_PROBLEMA 1_
Le affermazioni seguenti concordano con l'articolo sul delitto di Garlasco? Per ciascuna rispondi sì o no e riporta tra virgolette le parole del testo che lo stabiliscono. (a) La busta conteneva quattro slip da donna usati. (b) Gli slip della busta furono sequestrati e analizzati. (c) La lavanderia si trovava al piano superiore.
_PROBLEMA 2_
Scrivi il seguito dell'articolo sul delitto di Garlasco, a partire dalla sua ultima frase.
═══ ESTRATTO DEL DOCUMENTO ═══
I RIS rilevano tracce biologiche, ma gli slip spariscono e non verranno mai repertati. Perché? A diciotto dall’omicidio di Chiara Poggi dettagli ancora inspiegabili tornano a far rumore. E con le nuove indagini gli inquirenti potrebbero finalmente chiedersi cosa ci facevano davvero lì quegli slip…
Diciotto anni dopo, il delitto di Garlasco continua a scricchiolare sotto il peso dei suoi misteri. Una casa tranquilla, una ragazza di 26 anni massacrata in pieno giorno, un processo che ha portato alla condanna del fidanzato Alberto Stasi, eppure i dettagli, quelli veri, quelli sporchi, quelli mai puliti con il detergente della verità, restano lì, inascoltati. Su Giallo, il settimanale diretto da Albina Perri, il giornalista Gianluca Zanella punta il dito su uno di quei dettagli: una busta. Una comunissima busta di plastica di una nota catena di abbigliamento, fotografata al centro della scena del crimine. Dentro, quattro slip da donna, usati. Sì, usati. Con tracce biologiche rilevate con il crimescope dai RIS. Eppure, mai analizzati. Mai sequestrati. Mai davvero considerati prove. Molto probabilmente rimasti nella casa dei Poggi. Forse buttati. Forse dimenticati. Forse ignorati, proprio come quel sacchetto lasciato vicino al divano, dove Chiara aveva appena acceso il computer prima di essere brutalmente uccisa. Nel bagno al piano superiore, quello che gli investigatori, allora, hanno appena sfiorato, c’erano altri slip: uno nel lavandino, uno sul bordo della vasca. Normale disordine? Forse. Ma allora, che senso ha quella busta al piano di sotto? “È difficile immaginare Chiara trasferire della biancheria intima sporca dal piano superiore alla cantina passando per il soggiorno, dentro una busta di plastica”, scrive Zanella. E ha ragione. La lavanderia era in cantina. Ma quella busta non ci è mai arrivata. È rimasta lì, a metà strada tra il caos e l'oblio.
═══ RECORD DEL DATASET ═══
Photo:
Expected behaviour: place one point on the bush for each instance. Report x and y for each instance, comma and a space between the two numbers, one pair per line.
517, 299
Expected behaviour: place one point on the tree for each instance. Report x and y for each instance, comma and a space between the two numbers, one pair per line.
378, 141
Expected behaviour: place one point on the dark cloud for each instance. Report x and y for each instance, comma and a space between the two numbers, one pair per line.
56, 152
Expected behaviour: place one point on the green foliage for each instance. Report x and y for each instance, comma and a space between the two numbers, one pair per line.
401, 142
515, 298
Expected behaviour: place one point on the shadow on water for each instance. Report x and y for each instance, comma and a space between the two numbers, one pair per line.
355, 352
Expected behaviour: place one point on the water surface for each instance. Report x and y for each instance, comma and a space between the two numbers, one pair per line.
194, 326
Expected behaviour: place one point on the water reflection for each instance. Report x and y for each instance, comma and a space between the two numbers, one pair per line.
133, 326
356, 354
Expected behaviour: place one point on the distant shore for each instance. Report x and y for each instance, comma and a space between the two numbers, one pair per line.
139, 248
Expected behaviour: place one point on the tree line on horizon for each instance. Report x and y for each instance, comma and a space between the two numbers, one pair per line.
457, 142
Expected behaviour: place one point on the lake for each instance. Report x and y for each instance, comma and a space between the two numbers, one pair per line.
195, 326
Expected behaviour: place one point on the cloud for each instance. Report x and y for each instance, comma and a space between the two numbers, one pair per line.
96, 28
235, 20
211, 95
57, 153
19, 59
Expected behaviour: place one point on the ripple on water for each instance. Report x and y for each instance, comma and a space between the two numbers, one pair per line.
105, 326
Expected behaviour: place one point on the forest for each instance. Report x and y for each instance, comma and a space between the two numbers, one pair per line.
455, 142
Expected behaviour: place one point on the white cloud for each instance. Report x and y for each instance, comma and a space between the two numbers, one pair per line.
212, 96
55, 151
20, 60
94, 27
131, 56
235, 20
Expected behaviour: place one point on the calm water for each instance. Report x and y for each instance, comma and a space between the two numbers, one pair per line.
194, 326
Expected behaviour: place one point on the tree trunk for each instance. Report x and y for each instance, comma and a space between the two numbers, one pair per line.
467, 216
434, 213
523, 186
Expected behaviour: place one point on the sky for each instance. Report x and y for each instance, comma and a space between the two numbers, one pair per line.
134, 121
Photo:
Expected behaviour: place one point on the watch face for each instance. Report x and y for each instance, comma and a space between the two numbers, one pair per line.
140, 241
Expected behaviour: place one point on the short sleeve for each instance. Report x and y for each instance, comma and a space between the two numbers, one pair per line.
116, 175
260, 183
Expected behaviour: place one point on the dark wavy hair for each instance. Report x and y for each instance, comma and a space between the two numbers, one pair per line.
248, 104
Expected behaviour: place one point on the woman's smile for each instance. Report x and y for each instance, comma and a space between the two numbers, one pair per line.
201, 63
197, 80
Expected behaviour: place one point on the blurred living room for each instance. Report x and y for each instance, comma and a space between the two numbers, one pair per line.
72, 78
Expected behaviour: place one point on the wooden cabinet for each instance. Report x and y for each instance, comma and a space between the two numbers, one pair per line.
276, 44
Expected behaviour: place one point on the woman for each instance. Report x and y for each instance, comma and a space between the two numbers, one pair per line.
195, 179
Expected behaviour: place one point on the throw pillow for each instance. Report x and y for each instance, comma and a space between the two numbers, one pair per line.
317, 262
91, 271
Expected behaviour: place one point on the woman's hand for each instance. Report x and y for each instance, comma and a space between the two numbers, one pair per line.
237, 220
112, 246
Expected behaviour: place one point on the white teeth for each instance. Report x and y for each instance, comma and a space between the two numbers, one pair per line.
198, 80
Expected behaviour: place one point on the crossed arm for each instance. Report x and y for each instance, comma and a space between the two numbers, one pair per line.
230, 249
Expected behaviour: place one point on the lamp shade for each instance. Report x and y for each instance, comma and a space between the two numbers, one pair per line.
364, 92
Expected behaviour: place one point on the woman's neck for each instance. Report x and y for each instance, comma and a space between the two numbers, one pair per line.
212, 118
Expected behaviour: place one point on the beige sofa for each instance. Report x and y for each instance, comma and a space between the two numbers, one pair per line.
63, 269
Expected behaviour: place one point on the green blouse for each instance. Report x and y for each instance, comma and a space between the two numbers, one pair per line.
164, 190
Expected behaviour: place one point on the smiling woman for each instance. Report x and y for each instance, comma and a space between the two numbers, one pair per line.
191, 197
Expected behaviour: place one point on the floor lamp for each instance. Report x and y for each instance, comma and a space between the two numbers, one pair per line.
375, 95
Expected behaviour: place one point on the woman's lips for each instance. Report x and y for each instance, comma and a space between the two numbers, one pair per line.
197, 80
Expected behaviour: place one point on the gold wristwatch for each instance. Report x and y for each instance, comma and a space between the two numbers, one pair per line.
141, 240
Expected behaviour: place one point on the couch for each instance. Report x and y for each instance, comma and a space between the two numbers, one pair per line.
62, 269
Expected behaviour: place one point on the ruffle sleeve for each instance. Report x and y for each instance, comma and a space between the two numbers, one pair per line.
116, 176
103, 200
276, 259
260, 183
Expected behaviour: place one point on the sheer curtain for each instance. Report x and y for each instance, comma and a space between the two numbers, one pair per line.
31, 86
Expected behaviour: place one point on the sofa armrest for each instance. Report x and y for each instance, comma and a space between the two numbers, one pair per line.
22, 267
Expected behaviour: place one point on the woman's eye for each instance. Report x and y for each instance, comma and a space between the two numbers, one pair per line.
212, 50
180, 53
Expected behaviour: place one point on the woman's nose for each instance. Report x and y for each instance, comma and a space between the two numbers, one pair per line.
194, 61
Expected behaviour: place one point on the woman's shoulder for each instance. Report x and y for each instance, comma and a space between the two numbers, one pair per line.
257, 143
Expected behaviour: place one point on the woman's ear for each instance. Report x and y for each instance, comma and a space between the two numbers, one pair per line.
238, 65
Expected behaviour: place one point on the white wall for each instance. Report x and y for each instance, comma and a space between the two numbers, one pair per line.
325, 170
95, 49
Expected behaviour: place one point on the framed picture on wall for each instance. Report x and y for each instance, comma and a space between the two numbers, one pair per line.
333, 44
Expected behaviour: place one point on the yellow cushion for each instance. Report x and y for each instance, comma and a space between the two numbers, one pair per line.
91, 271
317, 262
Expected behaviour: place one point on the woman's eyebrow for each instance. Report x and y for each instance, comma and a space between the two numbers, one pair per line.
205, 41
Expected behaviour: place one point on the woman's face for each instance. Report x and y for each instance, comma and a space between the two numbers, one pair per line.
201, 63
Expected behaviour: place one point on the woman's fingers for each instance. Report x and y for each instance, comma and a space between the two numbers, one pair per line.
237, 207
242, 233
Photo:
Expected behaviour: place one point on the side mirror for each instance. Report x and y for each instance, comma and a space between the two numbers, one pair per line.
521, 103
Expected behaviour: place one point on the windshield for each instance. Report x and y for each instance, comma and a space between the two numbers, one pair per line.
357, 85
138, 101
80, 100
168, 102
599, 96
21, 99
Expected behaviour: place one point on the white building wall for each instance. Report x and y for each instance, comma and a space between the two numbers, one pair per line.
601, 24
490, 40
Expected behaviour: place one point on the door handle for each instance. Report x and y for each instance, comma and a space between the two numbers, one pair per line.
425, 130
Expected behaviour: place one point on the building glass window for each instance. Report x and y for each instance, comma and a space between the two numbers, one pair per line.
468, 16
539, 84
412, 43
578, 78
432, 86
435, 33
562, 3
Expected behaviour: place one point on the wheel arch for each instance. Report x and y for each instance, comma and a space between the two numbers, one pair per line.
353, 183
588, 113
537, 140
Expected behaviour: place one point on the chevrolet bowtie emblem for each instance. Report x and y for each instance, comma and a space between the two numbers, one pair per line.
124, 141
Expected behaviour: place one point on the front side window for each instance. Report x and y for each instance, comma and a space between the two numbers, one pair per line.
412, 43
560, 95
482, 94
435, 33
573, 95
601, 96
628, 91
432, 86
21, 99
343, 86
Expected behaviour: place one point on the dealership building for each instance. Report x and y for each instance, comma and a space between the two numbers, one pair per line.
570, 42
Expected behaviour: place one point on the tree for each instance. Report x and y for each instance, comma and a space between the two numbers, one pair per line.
═══
_RISULTATO ATTESO 1_
(a) Sì: «Dentro, quattro slip da donna, usati.»
(b) No: «Eppure, mai analizzati. Mai sequestrati.»
(c) No: «La lavanderia era in cantina.»

_RISULTATO ATTESO 2_
La criminologa Cristina Brondoni, sempre su Giallo, rincara la dose: “Un reperto, per essere considerato tale, va trattato da reperto”. Invece quegli slip sono stati estratti dal sacchetto, appoggiati sul divano, fotografati. Così, come se nulla fosse. “Il sacchetto avrebbe dovuto essere imbustato così com’era. Conteneva sicuramente materiale biologico. Trattarlo sul posto ha significato contaminarlo. E contaminarne il contesto.” Secondo la Brondoni, ogni slip avrebbe dovuto essere repertato singolarmente, in laboratorio. “Il principio di Locard, ogni contatto lascia una traccia, è stato ignorato. Ciò che c’era sugli slip è finito sul divano e viceversa.” Domande? Tante. Perché mettere della biancheria usata in un sacchetto? Doveva essere lavata? Buttata? O qualcuno l’ha portata lì, intenzionalmente? È un messaggio lasciato da chi ha ucciso Chiara? E da chi? Ora che la Procura di Pavia, con a capo il procuratore Fabio Napoleone, ha riaperto il caso, anche questo dettaglio potrebbe finire sotto la lente. E magari da lì, da quattro slip dimenticati in una busta, potrebbe partire una nuova verità.